→ PROBLEM STATEMENT: Please restate word for word only the lines that start at the one containing "pin: the pen" and continue to the final line of the material.

→ DATASET CONTENT:

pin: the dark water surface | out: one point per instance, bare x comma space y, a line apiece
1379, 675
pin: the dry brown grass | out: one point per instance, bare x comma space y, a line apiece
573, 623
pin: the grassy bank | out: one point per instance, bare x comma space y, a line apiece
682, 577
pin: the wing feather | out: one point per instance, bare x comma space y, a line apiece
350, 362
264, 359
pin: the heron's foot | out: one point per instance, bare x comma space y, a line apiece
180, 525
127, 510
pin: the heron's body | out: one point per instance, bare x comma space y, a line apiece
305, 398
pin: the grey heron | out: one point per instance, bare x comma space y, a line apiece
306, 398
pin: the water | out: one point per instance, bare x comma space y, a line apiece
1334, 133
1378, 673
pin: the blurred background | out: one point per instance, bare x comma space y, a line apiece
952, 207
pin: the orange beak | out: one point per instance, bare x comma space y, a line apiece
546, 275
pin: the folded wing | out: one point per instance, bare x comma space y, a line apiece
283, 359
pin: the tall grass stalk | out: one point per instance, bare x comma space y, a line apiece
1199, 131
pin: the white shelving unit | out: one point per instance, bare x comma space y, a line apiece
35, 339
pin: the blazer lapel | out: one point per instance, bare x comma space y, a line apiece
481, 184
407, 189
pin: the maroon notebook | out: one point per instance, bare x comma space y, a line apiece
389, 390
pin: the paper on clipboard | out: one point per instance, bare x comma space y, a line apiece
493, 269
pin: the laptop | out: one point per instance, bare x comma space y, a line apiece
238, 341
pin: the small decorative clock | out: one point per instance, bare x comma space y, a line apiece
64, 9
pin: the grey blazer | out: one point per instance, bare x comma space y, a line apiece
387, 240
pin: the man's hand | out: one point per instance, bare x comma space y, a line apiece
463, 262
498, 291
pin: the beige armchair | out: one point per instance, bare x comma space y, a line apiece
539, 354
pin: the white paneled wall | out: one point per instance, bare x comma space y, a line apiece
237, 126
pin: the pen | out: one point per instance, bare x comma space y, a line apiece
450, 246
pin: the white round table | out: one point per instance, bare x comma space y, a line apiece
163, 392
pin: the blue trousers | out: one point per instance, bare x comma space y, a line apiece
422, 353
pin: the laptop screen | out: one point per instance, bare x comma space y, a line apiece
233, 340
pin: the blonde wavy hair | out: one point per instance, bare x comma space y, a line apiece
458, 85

→ OUTPUT FOR THIS TASK:
pin: the pen | out: one point per instance, bare x comma space y, a line apiece
450, 246
pin: the white round table | out: one point per instance, bare x comma space y, a line apiece
163, 392
pin: the blue trousers | out: one point per instance, bare x comma space y, a line apiece
422, 353
pin: the laptop screen | out: one point per instance, bare x comma space y, a line apiece
233, 340
pin: the blonde wavy hair | out: one point per instance, bare x comma space y, a line apiece
458, 85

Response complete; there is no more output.